Description of the task -> Rewrite all of the records below, substituting "point" for every "marker" and leaving everything else unchanged.

Input material ->
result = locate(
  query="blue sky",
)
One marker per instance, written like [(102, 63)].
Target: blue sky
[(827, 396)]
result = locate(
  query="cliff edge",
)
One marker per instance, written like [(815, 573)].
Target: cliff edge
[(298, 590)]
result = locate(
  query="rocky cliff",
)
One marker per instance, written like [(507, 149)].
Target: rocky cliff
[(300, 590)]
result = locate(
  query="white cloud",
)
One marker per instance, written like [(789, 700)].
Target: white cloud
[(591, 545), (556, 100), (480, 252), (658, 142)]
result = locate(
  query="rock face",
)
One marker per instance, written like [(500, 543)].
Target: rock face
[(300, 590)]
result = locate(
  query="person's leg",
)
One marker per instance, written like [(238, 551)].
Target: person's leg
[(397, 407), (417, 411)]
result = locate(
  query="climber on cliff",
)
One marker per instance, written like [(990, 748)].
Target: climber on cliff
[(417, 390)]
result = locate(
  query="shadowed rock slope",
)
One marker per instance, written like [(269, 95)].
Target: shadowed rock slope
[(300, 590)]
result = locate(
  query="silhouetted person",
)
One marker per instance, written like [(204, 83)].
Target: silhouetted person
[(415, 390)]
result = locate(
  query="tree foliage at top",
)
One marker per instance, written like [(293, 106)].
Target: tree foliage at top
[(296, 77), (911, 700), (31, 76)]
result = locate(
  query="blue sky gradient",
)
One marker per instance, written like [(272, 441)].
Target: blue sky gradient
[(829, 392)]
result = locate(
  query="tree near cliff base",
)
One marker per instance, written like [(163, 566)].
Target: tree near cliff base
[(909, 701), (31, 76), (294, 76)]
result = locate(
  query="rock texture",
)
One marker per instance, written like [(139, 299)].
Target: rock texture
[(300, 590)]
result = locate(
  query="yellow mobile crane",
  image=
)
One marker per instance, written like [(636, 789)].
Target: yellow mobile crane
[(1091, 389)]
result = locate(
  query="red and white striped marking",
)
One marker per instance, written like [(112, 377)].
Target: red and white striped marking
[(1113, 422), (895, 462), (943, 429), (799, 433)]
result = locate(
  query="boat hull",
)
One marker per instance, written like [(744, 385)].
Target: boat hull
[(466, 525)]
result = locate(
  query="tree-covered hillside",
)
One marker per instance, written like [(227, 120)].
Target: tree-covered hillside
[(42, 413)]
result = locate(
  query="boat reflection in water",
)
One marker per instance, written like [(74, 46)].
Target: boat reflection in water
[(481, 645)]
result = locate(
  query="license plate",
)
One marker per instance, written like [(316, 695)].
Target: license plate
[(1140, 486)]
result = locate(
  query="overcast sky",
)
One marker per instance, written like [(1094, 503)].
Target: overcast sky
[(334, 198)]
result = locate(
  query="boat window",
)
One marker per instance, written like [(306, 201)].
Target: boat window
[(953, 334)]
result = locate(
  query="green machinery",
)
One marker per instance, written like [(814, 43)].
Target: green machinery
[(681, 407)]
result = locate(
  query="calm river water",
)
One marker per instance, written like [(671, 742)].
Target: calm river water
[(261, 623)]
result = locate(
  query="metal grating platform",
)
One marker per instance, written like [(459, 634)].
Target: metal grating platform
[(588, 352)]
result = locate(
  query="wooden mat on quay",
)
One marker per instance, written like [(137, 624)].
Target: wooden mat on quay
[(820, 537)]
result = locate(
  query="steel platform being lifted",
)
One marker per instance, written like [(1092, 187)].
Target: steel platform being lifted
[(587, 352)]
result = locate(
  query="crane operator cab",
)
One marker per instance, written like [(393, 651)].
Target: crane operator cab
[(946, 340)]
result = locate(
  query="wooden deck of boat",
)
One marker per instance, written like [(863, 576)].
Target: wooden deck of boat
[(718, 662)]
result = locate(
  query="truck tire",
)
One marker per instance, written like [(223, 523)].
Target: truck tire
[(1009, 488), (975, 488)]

Output ->
result = locate(
  query="blue sky",
)
One point per instance, written like [(102, 63)].
Target: blue sky
[(827, 396)]
result = locate(
  query="cliff edge",
)
One point per instance, written like [(815, 573)].
Target: cliff edge
[(298, 590)]
result = locate(
  query="rocky cliff",
)
One point per instance, written like [(507, 149)].
Target: rocky cliff
[(300, 590)]
result = locate(
  query="white cloud",
)
One point per instance, written like [(789, 700)].
Target: white cloud
[(591, 545), (556, 100), (480, 252), (658, 142)]
result = locate(
  query="rock face",
)
One point per instance, written like [(500, 543)].
Target: rock face
[(300, 590)]
result = locate(
  query="person's leg",
)
One point per instance, written like [(238, 551)].
Target: person's leg
[(397, 407), (417, 411)]
result = locate(
  query="climber on cliff",
)
One point per instance, written like [(990, 748)].
Target: climber on cliff
[(417, 390)]
result = locate(
  query="shadowed rock slope",
)
One point per instance, written like [(269, 95)].
Target: shadowed rock slope
[(300, 590)]
result = locate(
  query="silhouetted person",
)
One point per instance, written like [(204, 83)].
Target: silhouetted person
[(415, 390)]
result = locate(
  query="tree foliage at top",
)
One point per instance, written like [(293, 106)].
Target: tree foliage at top
[(296, 77), (911, 700), (31, 76)]
result = locate(
  query="blue sky gradient",
)
One point per instance, written like [(272, 441)].
Target: blue sky gradient
[(829, 392)]
result = locate(
  query="tree near cliff base",
)
One point per instance, written like [(163, 566)].
Target: tree near cliff base
[(909, 701), (31, 76), (294, 76)]
result = locate(
  query="rock texture",
)
One point per instance, written like [(139, 299)].
Target: rock texture
[(300, 590)]
result = locate(
  query="yellow mobile crane",
  image=
)
One point per instance, written like [(636, 789)].
Target: yellow mobile crane
[(1091, 389)]
result = locate(
  query="red and white striped marking",
)
One point per instance, written like [(112, 377)].
Target: red and white striped marking
[(1113, 422), (895, 462), (943, 429), (799, 433)]
result = locate(
  query="boat hull",
)
One point per instance, written like [(744, 385)].
Target: boat hull
[(466, 525)]
result = locate(
  query="tree-covered hillside",
)
One point per instance, written like [(227, 120)].
Target: tree-covered hillside
[(42, 413)]
result = locate(
  query="boat reflection in water",
)
One point per instance, written like [(74, 46)].
Target: boat reflection in water
[(481, 645)]
result = locate(
  query="license plate",
)
One point per instance, written like [(316, 695)].
Target: license plate
[(1140, 486)]
result = locate(
  query="overcast sky",
)
One point per instance, written like [(1094, 503)].
Target: overcast sky
[(334, 198)]
result = locate(
  query="boat window",
)
One point per instance, written like [(306, 201)].
Target: boat window
[(953, 334)]
result = locate(
  query="green machinery",
)
One point per instance, written like [(814, 43)].
Target: green machinery
[(681, 407)]
result = locate(
  query="calm river water",
)
One point per instance, written like [(671, 742)].
Target: calm river water
[(261, 623)]
result = locate(
  query="metal grating platform",
)
One point per instance, written like [(459, 634)].
Target: metal grating platform
[(588, 352)]
result = locate(
  query="wooden mat on quay",
)
One point per instance, written like [(137, 624)].
Target: wooden mat on quay
[(820, 537)]
result = locate(
  query="steel platform being lifted",
)
One point per instance, written like [(1092, 187)].
Target: steel platform being lifted
[(587, 352)]
result = locate(
  query="crane operator cab",
)
One point per instance, written like [(393, 651)].
Target: crane operator cab
[(946, 340)]
result = locate(
  query="wooden deck of boat",
)
One point per instance, written like [(863, 576)].
Target: wooden deck of boat
[(718, 662)]
result = locate(
  query="truck tire",
)
One point per instance, written like [(223, 523)].
Target: truck tire
[(1009, 488), (975, 488)]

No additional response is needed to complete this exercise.